▶ **Task instructions**:
The entries are to be reproduced word for word, with all images left out.

○ ○ ○ ○ ○

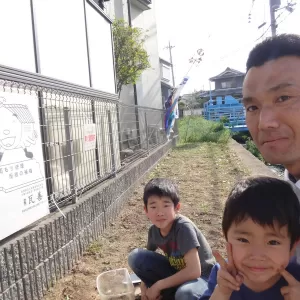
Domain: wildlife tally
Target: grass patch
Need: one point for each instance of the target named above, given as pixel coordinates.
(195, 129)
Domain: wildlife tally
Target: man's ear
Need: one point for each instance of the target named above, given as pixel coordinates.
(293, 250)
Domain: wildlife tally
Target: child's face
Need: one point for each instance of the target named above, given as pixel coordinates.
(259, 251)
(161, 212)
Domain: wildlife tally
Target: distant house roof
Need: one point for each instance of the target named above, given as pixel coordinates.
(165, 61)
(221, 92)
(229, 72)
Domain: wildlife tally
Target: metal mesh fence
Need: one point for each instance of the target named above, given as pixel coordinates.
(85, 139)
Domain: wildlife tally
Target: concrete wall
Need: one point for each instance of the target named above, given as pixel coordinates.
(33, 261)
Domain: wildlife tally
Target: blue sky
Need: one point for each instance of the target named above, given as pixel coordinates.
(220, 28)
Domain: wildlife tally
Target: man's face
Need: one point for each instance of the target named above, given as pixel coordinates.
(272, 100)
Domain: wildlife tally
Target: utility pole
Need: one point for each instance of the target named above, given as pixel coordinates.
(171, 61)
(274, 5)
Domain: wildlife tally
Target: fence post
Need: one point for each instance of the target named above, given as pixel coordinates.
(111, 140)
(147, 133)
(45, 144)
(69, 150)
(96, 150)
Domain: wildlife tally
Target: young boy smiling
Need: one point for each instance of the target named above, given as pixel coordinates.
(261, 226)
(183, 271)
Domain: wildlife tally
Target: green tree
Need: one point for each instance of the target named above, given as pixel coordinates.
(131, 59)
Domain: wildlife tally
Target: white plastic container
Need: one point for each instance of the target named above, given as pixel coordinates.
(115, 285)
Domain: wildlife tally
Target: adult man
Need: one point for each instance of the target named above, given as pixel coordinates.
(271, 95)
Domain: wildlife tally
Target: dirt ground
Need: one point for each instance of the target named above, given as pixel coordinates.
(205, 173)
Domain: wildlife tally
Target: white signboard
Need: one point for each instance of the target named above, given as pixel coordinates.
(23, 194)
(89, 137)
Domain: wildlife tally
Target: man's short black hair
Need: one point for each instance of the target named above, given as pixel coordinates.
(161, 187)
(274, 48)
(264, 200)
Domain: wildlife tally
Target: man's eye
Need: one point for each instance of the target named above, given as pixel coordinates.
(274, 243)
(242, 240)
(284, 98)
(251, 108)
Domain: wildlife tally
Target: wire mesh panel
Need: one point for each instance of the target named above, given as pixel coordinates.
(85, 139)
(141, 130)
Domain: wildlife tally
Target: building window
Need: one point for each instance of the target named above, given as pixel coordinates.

○ ○ ○ ○ ○

▶ **Answer section**:
Domain: wildlife tally
Target: grass patch
Need: one point for each instance of the target named above, given as pixel coordinates.
(195, 129)
Domain: wildlife tally
Target: man's ear
Need: one point for each instance of the target named above, given as pixel coordinates.
(293, 250)
Domain: wildlife tally
Target: child's face
Need: one point for each instance of the target named above, given as pixel coordinates.
(259, 251)
(161, 212)
Domain: wildlife tally
Target: distant house roof
Need: one point for each instance of the target named above, given as pixel coordinates.
(165, 61)
(221, 92)
(229, 72)
Domain: wildlife tally
Target: metal mesh fence
Need: one point for each instance of the target named above, given as pixel coordinates.
(85, 139)
Domain: wildlife tally
Target: concrete wall
Need: one point for each instance of the target named above, given as pixel coordinates.
(33, 261)
Domain: wildlife tally
Target: blue sky
Need: one point for each instance of the target named above, given as pixel coordinates.
(220, 28)
Domain: wildlife tally
Target: man's face
Need: one point for each instance of the target named above, given as pixel coordinates.
(272, 100)
Domain: wildlife tally
Target: utility pole
Need: one point for each instance of the target named above, given as pixel coordinates.
(171, 61)
(274, 5)
Domain: wildlife tally
Target: fence post
Need: one point for each instance of the target named above, given as pixel coordinates.
(111, 140)
(147, 133)
(45, 144)
(69, 150)
(96, 150)
Domain: wildlife tally
Target: young boy smiling
Need: one point for each instance of the target named above, given as pixel coordinates.
(261, 226)
(183, 271)
Domain: wildlife tally
Target: green tree
Need: one point for each instance of the target named above, given as pixel coordinates.
(131, 59)
Domain: wildlife tally
Target: white plastic container
Need: one point for each instance of the target named above, given as pixel coordinates.
(115, 285)
Domain: wildlife tally
Target: adult man
Need: one point for each instance of the target named above, given as pixel coordinates.
(271, 95)
Domain: wildlife tally
Target: dirt ground
Need: one point for each instance of the target named above, given as pixel coordinates.
(205, 173)
Domain: wildlife tally
Target: white signboard
Need: one point for each instance of the target named above, given as pixel coordinates.
(23, 194)
(89, 137)
Domain: wildlife tally
Target: man's short black hair
Need: one point for each instance of the target named above, given as pixel coordinates.
(161, 187)
(274, 48)
(264, 200)
Domain: wildlife tally
Target: man's eye
Need: one point for each instance of the target named above, given as pixel coordinates.
(274, 243)
(242, 240)
(284, 98)
(251, 108)
Domain: wildlife tally
Target: wire mesh panel
Need: one point for each instance of the target named above, given as pixel coordinates.
(85, 139)
(141, 130)
Domain: wildlife tally
Target: building window
Need: one point for each instance of the target named above, given as pixel coordinates.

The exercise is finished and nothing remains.